▸ **YOUR GOAL**: Recast the records starting with the line containing "fallen leaves --coords=pixels" and going on through the end of the records as a two-column CSV with the header command,outline. Put each command's text and the outline that answers it in one row, each in a single quoted field, with line breaks replaced by spaces.

━━━━━ GIVEN DATA ━━━━━

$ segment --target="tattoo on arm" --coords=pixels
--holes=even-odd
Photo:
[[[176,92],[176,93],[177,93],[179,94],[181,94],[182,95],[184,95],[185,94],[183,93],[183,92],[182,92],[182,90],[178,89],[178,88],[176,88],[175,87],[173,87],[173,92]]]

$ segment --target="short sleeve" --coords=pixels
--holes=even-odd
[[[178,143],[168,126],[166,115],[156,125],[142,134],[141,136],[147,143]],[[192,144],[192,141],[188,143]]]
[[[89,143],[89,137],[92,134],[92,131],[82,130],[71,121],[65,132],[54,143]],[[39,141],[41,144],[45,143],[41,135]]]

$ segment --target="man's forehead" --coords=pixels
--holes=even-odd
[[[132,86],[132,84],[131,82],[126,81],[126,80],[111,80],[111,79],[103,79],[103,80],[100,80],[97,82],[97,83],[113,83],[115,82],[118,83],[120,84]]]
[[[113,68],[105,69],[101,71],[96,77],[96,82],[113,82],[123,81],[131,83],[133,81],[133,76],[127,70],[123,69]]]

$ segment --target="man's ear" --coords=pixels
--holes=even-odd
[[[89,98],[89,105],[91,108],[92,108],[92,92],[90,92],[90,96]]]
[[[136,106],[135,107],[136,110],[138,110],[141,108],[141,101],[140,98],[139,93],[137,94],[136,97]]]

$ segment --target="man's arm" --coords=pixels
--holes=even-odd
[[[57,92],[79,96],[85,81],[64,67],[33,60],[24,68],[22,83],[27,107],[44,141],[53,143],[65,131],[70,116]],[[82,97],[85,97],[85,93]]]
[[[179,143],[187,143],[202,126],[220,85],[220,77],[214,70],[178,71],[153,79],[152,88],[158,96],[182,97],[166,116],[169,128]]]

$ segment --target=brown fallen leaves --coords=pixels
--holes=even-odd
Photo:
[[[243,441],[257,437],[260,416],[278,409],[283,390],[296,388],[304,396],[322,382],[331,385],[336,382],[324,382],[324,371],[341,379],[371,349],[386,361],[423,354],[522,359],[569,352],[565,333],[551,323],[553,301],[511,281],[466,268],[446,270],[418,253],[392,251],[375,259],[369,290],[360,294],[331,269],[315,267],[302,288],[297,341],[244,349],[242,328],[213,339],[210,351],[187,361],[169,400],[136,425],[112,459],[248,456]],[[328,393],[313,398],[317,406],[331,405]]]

━━━━━

▸ **ANSWER TO THE TASK**:
command,outline
"$ segment --target=brown fallen leaves --coords=pixels --holes=even-odd Photo:","[[[243,441],[257,437],[260,416],[278,409],[283,390],[296,388],[304,396],[322,382],[331,385],[336,382],[324,382],[324,371],[341,379],[371,349],[386,361],[423,354],[522,359],[569,352],[565,333],[551,323],[553,301],[511,281],[466,268],[446,270],[418,253],[392,251],[375,259],[369,290],[360,294],[331,269],[315,267],[302,288],[297,341],[244,349],[242,328],[213,339],[210,351],[187,361],[169,400],[136,425],[112,459],[248,456]],[[328,393],[313,398],[317,406],[331,405]]]"